# [What is required]
Copy every one of the following records word for word.

Records drawn from a data source
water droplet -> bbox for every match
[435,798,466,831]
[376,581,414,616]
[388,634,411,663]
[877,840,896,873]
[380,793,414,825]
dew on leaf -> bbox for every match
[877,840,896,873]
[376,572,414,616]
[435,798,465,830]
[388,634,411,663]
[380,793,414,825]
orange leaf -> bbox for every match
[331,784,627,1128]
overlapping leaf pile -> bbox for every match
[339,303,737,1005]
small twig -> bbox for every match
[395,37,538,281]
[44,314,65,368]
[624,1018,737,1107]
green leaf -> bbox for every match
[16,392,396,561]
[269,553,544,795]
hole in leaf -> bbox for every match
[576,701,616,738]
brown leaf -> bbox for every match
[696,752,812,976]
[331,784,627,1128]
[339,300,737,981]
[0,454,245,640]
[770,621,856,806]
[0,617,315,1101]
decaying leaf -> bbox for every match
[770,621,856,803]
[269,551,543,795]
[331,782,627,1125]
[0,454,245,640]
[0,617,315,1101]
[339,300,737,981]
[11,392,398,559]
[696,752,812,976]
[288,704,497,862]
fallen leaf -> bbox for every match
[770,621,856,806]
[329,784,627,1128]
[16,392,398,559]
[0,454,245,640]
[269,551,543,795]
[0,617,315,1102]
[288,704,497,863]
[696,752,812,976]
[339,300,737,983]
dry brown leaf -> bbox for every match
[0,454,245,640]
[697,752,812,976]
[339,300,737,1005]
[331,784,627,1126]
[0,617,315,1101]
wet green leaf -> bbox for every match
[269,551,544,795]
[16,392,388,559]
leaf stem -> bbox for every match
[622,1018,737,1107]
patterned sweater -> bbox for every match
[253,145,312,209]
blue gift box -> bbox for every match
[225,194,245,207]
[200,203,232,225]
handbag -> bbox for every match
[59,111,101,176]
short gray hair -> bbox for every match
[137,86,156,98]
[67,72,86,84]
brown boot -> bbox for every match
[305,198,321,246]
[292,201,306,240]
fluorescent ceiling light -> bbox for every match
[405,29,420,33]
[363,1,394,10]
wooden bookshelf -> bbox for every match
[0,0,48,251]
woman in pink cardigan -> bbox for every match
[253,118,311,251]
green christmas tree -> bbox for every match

# [Reply to the task]
water droplet -> bbox for every match
[435,798,466,831]
[376,581,414,616]
[388,634,411,663]
[877,840,896,873]
[380,793,414,825]
dew on leaf -> bbox for every match
[877,840,896,873]
[376,572,414,616]
[435,798,465,830]
[388,634,411,663]
[380,793,414,825]
orange leaf -> bbox for every match
[331,784,627,1128]
overlapping leaf pile -> bbox for every match
[339,303,737,1005]
small twig -> bbox for every match
[395,37,538,281]
[44,314,65,368]
[624,1018,737,1107]
green leaf -> bbox for every match
[16,392,396,561]
[269,553,544,795]
hole in leaf -> bbox for every match
[576,701,616,738]
brown leaf -> bbox for every match
[696,752,812,976]
[331,784,627,1128]
[339,300,737,981]
[0,454,245,640]
[770,621,856,806]
[0,617,315,1101]
decaying leaf -> bbox for every match
[770,621,856,803]
[269,551,543,795]
[331,782,627,1125]
[0,454,245,640]
[0,617,315,1101]
[339,300,737,981]
[11,392,398,559]
[696,752,812,976]
[288,704,497,862]
fallen leaf -> bbox for every match
[770,621,856,806]
[329,784,627,1128]
[16,392,398,559]
[0,454,245,640]
[269,551,543,795]
[0,617,315,1102]
[288,704,497,863]
[696,752,812,976]
[339,300,737,983]
dry brown leaf -> bbox for every match
[0,454,245,640]
[697,752,812,976]
[339,300,737,1005]
[331,784,627,1126]
[0,617,315,1101]
wet green leaf -> bbox for every match
[269,551,544,795]
[16,392,388,559]
leaf stem -> bbox for every match
[622,1018,737,1107]
patterned sweater -> bbox for every match
[253,145,312,209]
blue gift box -> bbox for every match
[225,194,245,207]
[200,203,232,225]
handbag -> bbox for every match
[59,111,101,176]
short gray hair -> bbox for every match
[137,86,156,98]
[67,72,86,84]
brown boot -> bbox for every match
[305,198,321,246]
[292,201,306,240]
fluorescent ceiling light -> bbox for every match
[405,29,420,33]
[363,1,394,10]
wooden bookshelf -> bbox for every match
[0,0,48,251]
woman in pink cardigan -> bbox for every match
[253,118,311,251]
green christmas tree -> bbox for every match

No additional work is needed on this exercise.